Dans une tribune publiée dans Le Monde daté du 6 novembre, le magistrat Denis Salas considère, à juste titre, que le procès du ministre de la justice, Eric Dupond-Moretti, « pose la question de la responsabilité politique des ministres ». Partant du principe selon lequel « il n’y a pas, dans notre pays, de mécanisme de mise en jeu de la responsabilité politique des ministres », il plaide pour un contrôle préventif et éthique qui serait opéré par une Haute Autorité pour la transparence de la vie publique (HATVP) aux pouvoirs renforcés.

Nous aimerions réexaminer ces points à l’aune du droit constitutionnel, sur lequel cette tribune, à l’image d’ailleurs du procès en cours du garde des sceaux devant la Cour de justice de la République (CJR), nous semble largement faire l’impasse. Or, penser la question de la responsabilité des gouvernants suppose de partir du droit constitutionnel.

D’abord, il existe bien évidemment dans notre régime politique des mécanismes de mise en jeu de la responsabilité politique. Il suffit de lire les articles 49 et 50 de la Constitution pour s’en convaincre. En revanche, il n’existe pas de mécanisme de mise en jeu de la responsabilité d’un ministre pris individuellement, ce que l’on ne peut que regretter. Il en résulte que, dans un régime parlementaire comme le nôtre, l’opposition doit avoir la force et le courage de renverser le gouvernement dans son ensemble.

· · · ·

Consigne 1: D'après le texte sur la responsabilité politique des ministres, quels articles de la Constitution suffit-il de lire pour se convaincre qu'il existe des mécanismes de mise en jeu de la responsabilité politique ?
Consigne 2: Reprenez le texte sur la responsabilité politique des ministres à partir de sa dernière phrase.
Les données ne servent à rien ici.

· · · ·

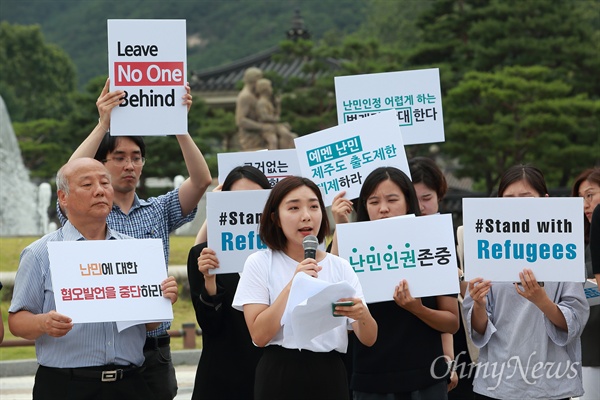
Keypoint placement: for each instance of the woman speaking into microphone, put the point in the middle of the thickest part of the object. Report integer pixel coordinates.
(294, 211)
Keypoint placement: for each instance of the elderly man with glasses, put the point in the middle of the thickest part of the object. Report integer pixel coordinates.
(156, 217)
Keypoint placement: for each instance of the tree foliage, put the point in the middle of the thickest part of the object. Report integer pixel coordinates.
(37, 79)
(520, 115)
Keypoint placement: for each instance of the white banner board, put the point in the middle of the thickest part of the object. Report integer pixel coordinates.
(340, 158)
(109, 280)
(275, 164)
(502, 236)
(384, 252)
(148, 60)
(415, 96)
(232, 224)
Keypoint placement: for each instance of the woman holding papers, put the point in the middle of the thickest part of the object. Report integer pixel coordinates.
(228, 360)
(528, 334)
(587, 185)
(293, 211)
(407, 361)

· · · ·

Résultat 1: Les articles 49 et 50 de la Constitution.

Résultat 2:
Mais cette difficulté inhérente au mécanisme de responsabilité politique, si elle est réelle, ne justifie pas qu’on en nie l’existence. De plus, cette faiblesse est à nuancer : elle n’apparaît que si on assimile la responsabilité politique à la seule sanction, c’est-à-dire soit le renversement du gouvernement, soit le renvoi d’un ministre. Or, plus largement, le sens premier et fondamental de la responsabilité politique consiste à contraindre les gouvernants à rendre des comptes publiquement devant la représentation nationale. On a vu d’ailleurs que les commissions d’enquête parlementaires tendaient depuis peu à assumer ce rôle mieux que naguère, ce dont on ne peut que se réjouir.

Un pis-aller acceptable

Ensuite, au sein de cet équilibre institutionnel, la responsabilité « politico-pénale », qui s’exerçait jadis par l’intermédiaire des hautes cours, puis sous la Ve République par la Haute Cour de justice et, depuis 1993, par la CJR, a toujours été conçue comme n’étant appelée à intervenir que de manière exceptionnelle et non comme une réponse de principe à la question de la responsabilité des gouvernants. Le principe, rappelons-le, est celui de la responsabilité politique devant les chambres.